Format the material below as a JSON list of strings, one string per line with blank lines left out, starting at the very beginning of the material and ending with the line that contains "negative clicks: (200, 202)", including that line. Leave out the pictures.

━━━━

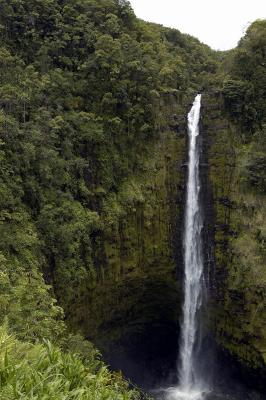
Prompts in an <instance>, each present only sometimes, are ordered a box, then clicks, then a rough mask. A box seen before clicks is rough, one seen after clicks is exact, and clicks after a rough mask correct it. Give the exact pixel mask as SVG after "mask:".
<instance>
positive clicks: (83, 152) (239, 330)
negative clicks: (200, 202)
mask: <svg viewBox="0 0 266 400" xmlns="http://www.w3.org/2000/svg"><path fill="white" fill-rule="evenodd" d="M0 38H1V39H0V40H1V42H0V163H1V168H0V180H1V184H0V191H1V196H0V287H1V293H0V319H1V327H0V341H1V343H2V347H1V349H0V355H1V357H0V398H1V399H3V400H4V399H12V400H13V399H30V398H36V399H45V398H47V399H59V398H65V399H76V400H78V399H81V400H82V399H84V400H85V399H95V400H101V399H108V400H118V399H119V400H120V399H121V400H122V399H123V400H141V399H148V396H156V394H154V392H152V391H151V390H152V389H155V388H156V389H157V388H158V387H160V386H166V385H168V384H172V383H173V384H176V383H177V374H176V363H177V357H178V342H179V336H180V320H181V316H182V304H183V298H184V293H183V277H184V260H183V244H182V240H183V239H182V237H183V229H184V207H185V196H186V182H187V169H188V168H187V167H188V138H187V114H188V112H189V110H190V109H191V105H192V103H193V101H194V98H195V96H196V94H197V93H202V109H201V118H200V137H199V140H200V166H199V174H200V180H201V191H200V201H201V203H202V206H203V213H204V226H203V252H204V279H205V280H206V282H207V289H208V290H207V292H208V302H207V303H205V304H206V306H205V307H204V312H202V314H201V321H200V324H201V328H202V329H201V332H202V349H201V352H202V353H203V354H204V355H205V357H206V369H208V368H209V367H210V365H211V366H212V371H213V384H214V385H216V386H217V387H219V391H218V392H217V393H218V394H217V395H215V396H216V397H210V399H222V398H223V397H221V396H222V395H221V394H220V393H225V394H226V396H227V397H226V398H229V399H230V400H235V399H237V400H238V399H247V400H256V399H258V400H259V399H265V390H266V389H265V380H266V270H265V266H266V222H265V221H266V202H265V195H266V175H265V170H266V169H265V168H266V125H265V124H266V112H265V110H266V108H265V95H266V93H265V90H266V89H265V88H266V74H265V65H266V64H265V63H266V60H265V54H266V22H265V20H262V21H260V20H258V21H255V22H254V23H253V24H251V25H250V27H249V28H248V29H247V32H246V34H245V36H244V37H243V38H242V39H241V41H240V42H239V45H238V47H237V48H236V49H233V50H231V51H228V52H215V51H213V50H211V49H210V48H209V47H208V46H206V45H204V44H202V43H200V42H199V41H198V40H197V39H195V38H193V37H191V36H189V35H186V34H182V33H180V32H179V31H178V30H174V29H170V28H165V27H163V26H160V25H156V24H151V23H147V22H144V21H142V20H139V19H138V18H136V16H135V14H134V12H133V10H132V8H131V6H130V3H129V2H128V1H126V0H100V1H96V0H78V1H72V0H43V1H39V0H12V1H10V0H0ZM99 351H100V352H101V353H102V356H100V354H99ZM102 360H104V361H102ZM105 363H106V364H108V365H110V368H109V369H108V368H107V367H106V364H105ZM212 363H213V364H212ZM51 369H52V370H53V371H55V372H54V379H53V380H52V383H51V384H50V383H49V380H50V378H49V376H50V370H51ZM220 370H224V375H222V374H220V372H219V371H220ZM119 371H121V372H122V374H121V373H120V372H119ZM40 377H41V378H40ZM125 378H126V379H130V380H131V382H132V384H129V383H128V382H127V381H126V379H125ZM40 381H42V384H40ZM135 385H138V386H139V387H141V388H142V389H138V388H137V387H136V388H135ZM225 387H226V389H225ZM142 390H144V391H145V392H146V393H148V392H149V393H150V392H151V394H150V395H148V394H145V393H144V392H142ZM31 396H32V397H31ZM34 396H35V397H34ZM60 396H65V397H60ZM71 396H72V397H71Z"/></svg>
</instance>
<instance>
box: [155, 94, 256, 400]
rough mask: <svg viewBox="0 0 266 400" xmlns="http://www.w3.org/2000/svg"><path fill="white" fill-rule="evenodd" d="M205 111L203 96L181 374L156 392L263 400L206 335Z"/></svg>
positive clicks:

━━━━

# Result of the task
[
  "Prompts in an <instance>, each present only sometimes, are ordered a box, then clicks, then a rough mask. A box seen before clicks is rough, one seen after clicks is exact, and clicks after a rough mask correct it. Give the exact pixel mask as SVG after \"mask:\".",
  "<instance>",
  "positive clicks: (83, 152) (239, 330)",
  "negative clicks: (200, 202)"
]